TRABALHO PEDIDO:
Pode reescrever todas as linhas da listagem abaixo, pedidos incluídos, reescalando as coordenadas das respostas com multiplicação por 1,45 e arredondamento ao inteiro (metades para cima)? Os números dos pedidos e das amostras de formato ficam como estão.

++++++++++

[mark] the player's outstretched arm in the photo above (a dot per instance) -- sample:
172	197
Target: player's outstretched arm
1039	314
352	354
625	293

++++++++++

SOLUÇÃO DO EXERCÍCIO:
[mark] the player's outstretched arm in the photo above (a dot per instance) -- sample:
172	197
Target: player's outstretched arm
1507	455
510	513
906	425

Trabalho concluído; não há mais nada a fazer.